- _CONSIGNE_
Recopiez l'extrait sur l'optimisme, de « C’est pourquoi le » jusqu'à « la pensée magique. », en changeant « pensée magique » en « naïveté ».

- _EXTRAIT_
==*==
C’est pourquoi le psychologue français Jacques Lecompte parle d’«optiréalisme», renchérit Marine Miglianico, psychologue et fondatrice de la Clinique de psychologie positive et chargée de cours à l’École des dirigeants HEC Montréal. «L’optimisme doit s’ajuster à la réalité. Car si on ne regarde que le positif, on ne pourra pas anticiper les problèmes, s’ajuster, développer ses compétences. À la longue, il y a un écart qui risque de se creuser entre ma pensée et la réalité.» Pas question, donc, de tomber dans la pensée magique.

Un concept qui est aussi intimement lié à la résilience, précise-t-elle. «En fait, l’optimisme permet de générer des ressources psychologiques, qui seraient comme l’eau sous un bateau. S’il n’y a pas assez, cela devient difficile d’éviter les roches au fond, autrement dit les problèmes. Quand il y en a beaucoup, c’est plus facile de mobiliser ses forces en cas d’adversité.» Cette attitude permet aussi de s’adapter plus facilement et d’être flexible.
==*==
- _JEU DE DONNÉES_
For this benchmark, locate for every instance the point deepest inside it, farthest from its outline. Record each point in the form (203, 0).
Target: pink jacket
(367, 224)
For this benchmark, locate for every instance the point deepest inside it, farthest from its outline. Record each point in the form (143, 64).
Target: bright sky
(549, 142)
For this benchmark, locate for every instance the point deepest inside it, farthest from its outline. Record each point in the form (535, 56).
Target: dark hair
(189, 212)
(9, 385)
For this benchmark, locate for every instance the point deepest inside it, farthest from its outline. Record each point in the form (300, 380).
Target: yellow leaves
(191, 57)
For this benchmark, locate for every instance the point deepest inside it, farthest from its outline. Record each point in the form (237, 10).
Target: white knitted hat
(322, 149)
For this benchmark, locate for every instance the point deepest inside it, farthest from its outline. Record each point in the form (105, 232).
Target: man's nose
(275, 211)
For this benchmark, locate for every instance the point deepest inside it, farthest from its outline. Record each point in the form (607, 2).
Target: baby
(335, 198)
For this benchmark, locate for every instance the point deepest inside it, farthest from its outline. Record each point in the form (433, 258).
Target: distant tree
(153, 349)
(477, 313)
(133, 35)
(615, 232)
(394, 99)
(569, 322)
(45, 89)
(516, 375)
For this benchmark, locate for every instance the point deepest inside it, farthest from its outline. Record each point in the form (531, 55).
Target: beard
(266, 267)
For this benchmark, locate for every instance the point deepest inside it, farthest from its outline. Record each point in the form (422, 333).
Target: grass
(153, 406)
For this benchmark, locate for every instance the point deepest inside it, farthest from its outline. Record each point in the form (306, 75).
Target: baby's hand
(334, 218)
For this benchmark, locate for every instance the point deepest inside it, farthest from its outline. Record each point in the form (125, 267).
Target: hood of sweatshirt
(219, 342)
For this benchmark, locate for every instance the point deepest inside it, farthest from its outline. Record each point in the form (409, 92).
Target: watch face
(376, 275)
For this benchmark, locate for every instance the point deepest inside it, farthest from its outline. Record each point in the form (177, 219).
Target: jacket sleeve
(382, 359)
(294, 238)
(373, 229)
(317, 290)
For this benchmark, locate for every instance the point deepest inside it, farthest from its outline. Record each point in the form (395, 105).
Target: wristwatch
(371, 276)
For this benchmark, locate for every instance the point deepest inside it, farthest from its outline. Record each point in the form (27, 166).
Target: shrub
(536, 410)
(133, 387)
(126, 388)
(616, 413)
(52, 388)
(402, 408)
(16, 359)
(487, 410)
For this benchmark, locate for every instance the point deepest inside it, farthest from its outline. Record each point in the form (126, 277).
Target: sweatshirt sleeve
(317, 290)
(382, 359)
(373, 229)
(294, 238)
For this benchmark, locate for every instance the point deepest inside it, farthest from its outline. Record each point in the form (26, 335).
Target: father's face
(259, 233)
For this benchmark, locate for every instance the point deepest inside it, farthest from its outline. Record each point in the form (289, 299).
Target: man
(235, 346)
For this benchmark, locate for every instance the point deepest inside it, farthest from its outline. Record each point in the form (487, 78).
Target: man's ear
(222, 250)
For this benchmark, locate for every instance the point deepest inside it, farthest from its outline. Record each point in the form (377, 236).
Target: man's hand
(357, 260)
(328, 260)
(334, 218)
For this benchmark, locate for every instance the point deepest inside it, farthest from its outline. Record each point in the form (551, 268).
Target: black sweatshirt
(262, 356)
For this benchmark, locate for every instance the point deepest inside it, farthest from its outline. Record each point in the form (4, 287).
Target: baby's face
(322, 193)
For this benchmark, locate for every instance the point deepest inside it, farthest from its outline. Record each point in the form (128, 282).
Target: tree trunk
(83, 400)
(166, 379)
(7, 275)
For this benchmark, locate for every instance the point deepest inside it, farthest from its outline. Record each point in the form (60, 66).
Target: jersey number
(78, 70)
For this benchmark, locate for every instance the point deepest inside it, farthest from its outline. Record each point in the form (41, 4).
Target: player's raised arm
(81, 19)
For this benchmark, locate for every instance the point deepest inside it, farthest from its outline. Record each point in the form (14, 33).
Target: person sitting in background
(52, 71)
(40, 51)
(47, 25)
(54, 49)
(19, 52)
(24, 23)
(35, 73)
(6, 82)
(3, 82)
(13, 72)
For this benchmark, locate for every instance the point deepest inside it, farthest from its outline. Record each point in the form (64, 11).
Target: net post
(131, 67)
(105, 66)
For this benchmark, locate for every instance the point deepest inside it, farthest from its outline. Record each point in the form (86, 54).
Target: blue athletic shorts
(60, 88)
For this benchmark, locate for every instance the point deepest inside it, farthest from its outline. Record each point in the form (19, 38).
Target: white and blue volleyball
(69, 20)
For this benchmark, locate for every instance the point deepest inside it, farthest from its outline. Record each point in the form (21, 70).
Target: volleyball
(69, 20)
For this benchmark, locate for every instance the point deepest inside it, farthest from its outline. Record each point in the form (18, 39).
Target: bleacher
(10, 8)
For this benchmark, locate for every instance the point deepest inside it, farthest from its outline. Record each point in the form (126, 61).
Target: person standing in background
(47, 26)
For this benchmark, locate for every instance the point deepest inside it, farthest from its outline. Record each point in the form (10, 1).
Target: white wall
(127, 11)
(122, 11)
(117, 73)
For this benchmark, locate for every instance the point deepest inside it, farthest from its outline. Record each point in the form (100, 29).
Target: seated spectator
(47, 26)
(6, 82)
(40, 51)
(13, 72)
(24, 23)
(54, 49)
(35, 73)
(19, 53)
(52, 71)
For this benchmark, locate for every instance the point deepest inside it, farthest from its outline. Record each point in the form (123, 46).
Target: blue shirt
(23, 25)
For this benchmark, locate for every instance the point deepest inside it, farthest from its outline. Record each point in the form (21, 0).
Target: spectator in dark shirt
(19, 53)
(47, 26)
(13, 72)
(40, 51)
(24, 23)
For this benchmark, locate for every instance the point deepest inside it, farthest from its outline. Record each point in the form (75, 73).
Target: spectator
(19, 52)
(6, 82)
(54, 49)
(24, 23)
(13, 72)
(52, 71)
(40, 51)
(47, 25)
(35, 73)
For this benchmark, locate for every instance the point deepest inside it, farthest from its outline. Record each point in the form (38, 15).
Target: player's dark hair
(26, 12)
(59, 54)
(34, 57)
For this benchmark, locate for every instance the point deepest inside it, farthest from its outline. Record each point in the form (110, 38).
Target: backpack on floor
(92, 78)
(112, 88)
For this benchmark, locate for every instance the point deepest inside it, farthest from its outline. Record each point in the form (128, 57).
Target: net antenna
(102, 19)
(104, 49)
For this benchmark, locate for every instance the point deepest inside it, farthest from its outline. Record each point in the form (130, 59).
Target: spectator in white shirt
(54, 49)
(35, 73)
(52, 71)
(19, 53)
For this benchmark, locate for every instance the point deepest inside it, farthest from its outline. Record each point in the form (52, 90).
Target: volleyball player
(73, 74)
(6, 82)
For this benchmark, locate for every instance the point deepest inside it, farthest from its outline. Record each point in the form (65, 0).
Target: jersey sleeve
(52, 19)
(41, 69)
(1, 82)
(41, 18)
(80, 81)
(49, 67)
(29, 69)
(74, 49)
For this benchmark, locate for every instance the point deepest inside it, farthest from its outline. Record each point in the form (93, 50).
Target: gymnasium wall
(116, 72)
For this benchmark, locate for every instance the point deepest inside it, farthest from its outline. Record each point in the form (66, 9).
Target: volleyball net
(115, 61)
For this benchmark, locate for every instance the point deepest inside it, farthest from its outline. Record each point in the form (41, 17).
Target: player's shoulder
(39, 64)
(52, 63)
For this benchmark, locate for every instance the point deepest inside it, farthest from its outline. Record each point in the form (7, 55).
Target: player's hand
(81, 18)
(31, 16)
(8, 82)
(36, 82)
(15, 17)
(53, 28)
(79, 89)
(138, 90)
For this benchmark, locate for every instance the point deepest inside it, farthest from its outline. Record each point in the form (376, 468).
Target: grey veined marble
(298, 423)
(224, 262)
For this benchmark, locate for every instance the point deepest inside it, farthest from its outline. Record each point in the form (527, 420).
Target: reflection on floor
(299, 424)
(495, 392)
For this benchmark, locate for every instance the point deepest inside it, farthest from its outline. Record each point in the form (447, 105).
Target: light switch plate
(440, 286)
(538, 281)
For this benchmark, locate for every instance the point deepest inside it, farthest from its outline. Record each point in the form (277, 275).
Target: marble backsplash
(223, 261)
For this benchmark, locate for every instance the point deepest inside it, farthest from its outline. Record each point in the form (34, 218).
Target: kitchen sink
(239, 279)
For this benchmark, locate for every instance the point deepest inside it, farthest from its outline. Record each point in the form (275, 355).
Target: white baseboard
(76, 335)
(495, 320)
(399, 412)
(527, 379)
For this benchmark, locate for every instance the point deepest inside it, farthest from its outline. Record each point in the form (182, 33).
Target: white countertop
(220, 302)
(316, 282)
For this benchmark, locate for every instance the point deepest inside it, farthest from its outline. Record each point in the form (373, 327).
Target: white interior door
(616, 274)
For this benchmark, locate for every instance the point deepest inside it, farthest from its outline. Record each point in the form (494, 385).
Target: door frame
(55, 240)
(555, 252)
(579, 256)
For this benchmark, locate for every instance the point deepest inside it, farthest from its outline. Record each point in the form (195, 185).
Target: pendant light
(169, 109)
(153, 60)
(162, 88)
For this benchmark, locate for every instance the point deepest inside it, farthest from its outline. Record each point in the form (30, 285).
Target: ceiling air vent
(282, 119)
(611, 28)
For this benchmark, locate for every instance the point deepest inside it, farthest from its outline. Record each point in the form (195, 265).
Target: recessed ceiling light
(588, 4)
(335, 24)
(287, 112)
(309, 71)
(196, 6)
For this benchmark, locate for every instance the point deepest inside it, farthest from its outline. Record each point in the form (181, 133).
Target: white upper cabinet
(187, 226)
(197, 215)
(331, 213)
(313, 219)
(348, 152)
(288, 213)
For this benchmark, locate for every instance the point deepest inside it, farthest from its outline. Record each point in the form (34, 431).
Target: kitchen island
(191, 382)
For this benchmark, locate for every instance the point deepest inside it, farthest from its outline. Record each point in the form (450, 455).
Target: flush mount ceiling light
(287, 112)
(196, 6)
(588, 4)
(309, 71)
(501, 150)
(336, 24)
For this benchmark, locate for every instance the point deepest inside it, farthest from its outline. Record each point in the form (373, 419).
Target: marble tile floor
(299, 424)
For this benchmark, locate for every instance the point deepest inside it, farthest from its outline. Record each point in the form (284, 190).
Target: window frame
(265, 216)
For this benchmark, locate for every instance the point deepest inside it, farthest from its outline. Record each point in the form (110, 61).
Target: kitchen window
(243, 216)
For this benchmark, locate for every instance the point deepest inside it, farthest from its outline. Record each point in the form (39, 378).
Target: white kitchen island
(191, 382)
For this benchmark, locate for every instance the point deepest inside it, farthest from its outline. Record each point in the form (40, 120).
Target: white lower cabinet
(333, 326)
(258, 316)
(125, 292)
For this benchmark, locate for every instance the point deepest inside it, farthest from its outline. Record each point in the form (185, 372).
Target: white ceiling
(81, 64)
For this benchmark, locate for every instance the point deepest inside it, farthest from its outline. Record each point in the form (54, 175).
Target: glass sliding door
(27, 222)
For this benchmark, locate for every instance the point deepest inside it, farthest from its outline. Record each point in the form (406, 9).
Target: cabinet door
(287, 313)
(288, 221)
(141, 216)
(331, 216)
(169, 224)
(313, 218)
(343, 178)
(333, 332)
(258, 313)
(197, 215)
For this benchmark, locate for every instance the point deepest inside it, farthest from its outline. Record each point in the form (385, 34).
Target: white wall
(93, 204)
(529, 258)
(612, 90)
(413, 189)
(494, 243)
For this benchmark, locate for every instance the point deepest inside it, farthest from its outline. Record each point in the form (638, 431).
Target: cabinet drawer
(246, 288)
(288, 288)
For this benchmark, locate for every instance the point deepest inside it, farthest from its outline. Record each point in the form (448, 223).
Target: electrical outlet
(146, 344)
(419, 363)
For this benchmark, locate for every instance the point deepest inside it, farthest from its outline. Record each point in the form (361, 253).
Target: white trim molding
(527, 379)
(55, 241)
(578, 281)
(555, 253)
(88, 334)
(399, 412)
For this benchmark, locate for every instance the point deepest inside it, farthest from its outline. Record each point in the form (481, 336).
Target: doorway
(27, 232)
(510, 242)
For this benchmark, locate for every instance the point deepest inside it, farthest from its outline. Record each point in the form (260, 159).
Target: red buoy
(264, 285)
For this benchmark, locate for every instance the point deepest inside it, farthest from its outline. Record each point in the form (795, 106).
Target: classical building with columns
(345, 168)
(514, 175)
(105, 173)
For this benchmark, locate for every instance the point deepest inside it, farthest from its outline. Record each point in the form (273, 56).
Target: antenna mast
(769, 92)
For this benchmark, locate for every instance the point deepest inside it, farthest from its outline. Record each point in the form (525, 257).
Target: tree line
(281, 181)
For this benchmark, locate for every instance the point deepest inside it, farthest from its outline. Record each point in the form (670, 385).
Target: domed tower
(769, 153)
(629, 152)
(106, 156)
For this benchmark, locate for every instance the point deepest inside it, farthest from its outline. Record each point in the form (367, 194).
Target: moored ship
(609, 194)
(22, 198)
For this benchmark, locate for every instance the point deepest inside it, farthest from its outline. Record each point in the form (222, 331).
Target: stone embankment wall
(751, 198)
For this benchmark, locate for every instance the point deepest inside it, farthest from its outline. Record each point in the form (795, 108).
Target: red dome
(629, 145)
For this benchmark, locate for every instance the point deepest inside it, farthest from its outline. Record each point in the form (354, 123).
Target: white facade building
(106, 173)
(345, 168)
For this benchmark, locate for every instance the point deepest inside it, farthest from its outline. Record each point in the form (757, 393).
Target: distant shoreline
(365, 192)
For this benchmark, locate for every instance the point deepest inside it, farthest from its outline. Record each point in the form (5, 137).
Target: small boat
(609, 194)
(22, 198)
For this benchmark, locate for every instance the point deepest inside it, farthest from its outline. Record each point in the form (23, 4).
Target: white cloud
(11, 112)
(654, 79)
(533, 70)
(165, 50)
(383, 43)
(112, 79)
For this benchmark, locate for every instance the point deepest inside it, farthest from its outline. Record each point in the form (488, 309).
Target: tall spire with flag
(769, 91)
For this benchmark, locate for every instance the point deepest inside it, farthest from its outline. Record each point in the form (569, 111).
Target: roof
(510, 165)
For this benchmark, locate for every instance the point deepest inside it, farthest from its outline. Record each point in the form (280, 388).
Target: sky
==*==
- _RÉSULTAT ATTENDU_
C’est pourquoi le psychologue français Jacques Lecompte parle d’«optiréalisme», renchérit Marine Miglianico, psychologue et fondatrice de la Clinique de psychologie positive et chargée de cours à l’École des dirigeants HEC Montréal. «L’optimisme doit s’ajuster à la réalité. Car si on ne regarde que le positif, on ne pourra pas anticiper les problèmes, s’ajuster, développer ses compétences. À la longue, il y a un écart qui risque de se creuser entre ma pensée et la réalité.» Pas question, donc, de tomber dans la naïveté.